Data for analysis
Content starts
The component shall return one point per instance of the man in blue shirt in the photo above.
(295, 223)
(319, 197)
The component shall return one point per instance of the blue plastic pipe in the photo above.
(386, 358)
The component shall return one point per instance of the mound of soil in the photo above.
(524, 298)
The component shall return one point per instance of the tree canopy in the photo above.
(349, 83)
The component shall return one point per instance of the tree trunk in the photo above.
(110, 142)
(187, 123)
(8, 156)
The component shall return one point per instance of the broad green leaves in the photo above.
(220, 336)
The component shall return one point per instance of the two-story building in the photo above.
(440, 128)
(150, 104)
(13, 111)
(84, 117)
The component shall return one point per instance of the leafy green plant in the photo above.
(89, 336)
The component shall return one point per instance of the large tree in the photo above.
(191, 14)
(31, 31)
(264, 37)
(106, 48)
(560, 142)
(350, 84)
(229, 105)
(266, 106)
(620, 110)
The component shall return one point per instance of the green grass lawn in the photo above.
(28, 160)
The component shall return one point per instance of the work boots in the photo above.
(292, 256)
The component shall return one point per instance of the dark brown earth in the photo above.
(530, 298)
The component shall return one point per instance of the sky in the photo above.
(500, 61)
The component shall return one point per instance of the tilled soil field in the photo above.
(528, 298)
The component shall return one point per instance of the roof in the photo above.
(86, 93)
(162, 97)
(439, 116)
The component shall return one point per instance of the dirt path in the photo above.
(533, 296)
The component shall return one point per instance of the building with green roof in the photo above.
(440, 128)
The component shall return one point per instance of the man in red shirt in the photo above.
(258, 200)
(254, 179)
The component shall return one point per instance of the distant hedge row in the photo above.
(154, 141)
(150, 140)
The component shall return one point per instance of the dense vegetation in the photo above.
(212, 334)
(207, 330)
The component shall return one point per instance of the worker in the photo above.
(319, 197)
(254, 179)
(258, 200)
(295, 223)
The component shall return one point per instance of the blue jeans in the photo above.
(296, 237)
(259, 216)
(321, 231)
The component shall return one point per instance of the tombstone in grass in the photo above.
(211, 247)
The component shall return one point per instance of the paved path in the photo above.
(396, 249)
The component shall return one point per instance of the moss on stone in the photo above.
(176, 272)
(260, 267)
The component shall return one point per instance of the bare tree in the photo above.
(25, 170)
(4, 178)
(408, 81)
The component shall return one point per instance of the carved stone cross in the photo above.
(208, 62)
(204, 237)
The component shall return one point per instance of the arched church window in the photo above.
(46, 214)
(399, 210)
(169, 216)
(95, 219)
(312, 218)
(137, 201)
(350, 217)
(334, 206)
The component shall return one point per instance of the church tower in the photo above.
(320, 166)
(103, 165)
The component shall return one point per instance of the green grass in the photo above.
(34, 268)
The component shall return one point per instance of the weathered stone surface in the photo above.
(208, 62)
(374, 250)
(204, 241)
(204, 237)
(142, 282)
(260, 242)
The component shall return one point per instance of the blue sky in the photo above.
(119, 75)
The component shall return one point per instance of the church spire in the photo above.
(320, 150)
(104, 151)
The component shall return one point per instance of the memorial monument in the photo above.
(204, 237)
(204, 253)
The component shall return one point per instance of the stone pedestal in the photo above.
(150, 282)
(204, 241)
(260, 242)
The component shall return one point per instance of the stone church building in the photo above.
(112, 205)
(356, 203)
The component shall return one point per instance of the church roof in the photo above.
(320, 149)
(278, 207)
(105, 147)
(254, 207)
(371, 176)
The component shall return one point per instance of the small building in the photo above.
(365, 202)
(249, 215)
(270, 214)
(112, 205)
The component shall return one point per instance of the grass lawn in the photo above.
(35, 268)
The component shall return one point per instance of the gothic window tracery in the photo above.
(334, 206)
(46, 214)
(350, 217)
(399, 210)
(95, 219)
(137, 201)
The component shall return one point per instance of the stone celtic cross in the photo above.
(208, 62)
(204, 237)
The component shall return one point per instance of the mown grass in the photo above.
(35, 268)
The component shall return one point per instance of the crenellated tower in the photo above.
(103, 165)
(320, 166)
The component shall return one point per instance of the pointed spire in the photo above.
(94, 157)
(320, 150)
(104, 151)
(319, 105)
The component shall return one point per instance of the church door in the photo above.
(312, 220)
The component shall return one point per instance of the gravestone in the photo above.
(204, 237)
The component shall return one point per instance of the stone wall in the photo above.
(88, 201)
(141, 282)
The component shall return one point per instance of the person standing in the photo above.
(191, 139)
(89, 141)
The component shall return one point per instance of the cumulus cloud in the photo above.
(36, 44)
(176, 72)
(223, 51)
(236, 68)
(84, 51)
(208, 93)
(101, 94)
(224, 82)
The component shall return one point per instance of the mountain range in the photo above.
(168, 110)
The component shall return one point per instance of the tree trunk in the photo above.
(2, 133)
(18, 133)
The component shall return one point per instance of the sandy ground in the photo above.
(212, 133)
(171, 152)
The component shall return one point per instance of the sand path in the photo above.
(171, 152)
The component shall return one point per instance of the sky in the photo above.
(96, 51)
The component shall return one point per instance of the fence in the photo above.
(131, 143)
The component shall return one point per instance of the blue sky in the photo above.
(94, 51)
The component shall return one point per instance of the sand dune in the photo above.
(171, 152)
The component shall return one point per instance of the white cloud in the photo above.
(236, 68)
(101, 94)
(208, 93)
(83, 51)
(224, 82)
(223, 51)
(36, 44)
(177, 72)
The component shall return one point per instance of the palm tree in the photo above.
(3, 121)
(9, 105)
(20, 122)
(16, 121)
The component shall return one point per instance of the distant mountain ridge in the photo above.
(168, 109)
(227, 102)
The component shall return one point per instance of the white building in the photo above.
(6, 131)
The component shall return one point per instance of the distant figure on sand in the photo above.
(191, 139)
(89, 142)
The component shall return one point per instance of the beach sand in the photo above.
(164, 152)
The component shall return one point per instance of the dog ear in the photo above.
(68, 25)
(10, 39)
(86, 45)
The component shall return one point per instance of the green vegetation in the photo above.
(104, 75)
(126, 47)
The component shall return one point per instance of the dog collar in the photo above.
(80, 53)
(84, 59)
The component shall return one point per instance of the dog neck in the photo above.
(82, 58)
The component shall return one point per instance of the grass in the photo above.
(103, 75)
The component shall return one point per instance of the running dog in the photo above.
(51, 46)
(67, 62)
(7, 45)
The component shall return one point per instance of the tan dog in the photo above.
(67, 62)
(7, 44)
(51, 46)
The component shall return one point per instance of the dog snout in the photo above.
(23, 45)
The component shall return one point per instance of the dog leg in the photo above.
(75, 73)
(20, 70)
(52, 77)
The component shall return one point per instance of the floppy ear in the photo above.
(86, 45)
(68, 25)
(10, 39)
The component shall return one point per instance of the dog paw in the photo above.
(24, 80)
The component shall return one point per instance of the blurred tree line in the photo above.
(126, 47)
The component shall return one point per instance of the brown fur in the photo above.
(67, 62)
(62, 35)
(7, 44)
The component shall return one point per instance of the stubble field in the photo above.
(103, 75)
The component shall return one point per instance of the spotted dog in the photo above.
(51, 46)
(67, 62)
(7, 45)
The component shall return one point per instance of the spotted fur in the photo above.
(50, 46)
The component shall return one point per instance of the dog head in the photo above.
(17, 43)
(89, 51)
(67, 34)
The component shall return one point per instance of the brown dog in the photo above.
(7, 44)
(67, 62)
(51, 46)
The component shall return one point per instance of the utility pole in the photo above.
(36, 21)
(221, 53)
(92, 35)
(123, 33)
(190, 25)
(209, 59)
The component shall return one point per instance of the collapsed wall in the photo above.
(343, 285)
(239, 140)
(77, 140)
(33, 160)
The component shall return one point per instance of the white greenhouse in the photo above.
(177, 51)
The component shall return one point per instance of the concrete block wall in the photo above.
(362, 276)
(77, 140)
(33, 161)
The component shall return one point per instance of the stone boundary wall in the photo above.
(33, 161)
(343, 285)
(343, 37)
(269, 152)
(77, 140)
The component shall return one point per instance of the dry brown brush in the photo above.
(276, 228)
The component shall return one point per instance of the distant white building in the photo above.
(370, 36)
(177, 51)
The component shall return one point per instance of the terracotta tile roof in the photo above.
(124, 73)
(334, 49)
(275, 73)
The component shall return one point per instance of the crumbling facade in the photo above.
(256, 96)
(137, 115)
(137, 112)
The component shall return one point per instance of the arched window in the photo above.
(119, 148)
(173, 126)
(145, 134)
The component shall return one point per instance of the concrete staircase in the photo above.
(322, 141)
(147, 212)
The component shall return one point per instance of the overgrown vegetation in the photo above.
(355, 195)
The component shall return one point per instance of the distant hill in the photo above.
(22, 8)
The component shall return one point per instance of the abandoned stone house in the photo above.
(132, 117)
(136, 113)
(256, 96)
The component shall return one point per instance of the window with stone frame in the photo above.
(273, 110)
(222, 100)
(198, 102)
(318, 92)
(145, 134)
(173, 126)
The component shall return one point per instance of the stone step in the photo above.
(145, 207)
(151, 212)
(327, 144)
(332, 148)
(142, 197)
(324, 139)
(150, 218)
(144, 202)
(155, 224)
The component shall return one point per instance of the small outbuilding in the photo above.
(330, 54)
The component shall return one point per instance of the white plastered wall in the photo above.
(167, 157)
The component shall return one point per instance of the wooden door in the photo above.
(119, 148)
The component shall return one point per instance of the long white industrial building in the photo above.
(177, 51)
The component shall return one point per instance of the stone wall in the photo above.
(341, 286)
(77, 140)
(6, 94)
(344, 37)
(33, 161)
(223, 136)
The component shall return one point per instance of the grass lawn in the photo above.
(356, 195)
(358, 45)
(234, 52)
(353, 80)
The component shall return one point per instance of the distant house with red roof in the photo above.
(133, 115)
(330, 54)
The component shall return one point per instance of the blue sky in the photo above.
Content ends
Exercise requirements
The response should hold only an exact repeat of the lines from the one with "The component shall return one point per instance of the wooden" to the final line of the listing above.

Answer
The component shall return one point per instance of the wooden door in the photo above.
(119, 148)
The component shall return one point per instance of the long white industrial building in the photo above.
(177, 51)
The component shall return one point per instance of the stone wall in the photo above.
(341, 286)
(77, 140)
(6, 94)
(344, 37)
(33, 161)
(223, 136)
The component shall return one point per instance of the grass lawn in the photo above.
(356, 195)
(358, 45)
(234, 52)
(353, 80)
The component shall return one point per instance of the distant house with red roof in the photo above.
(133, 115)
(330, 54)
The component shall return one point per instance of the blue sky in the photo above.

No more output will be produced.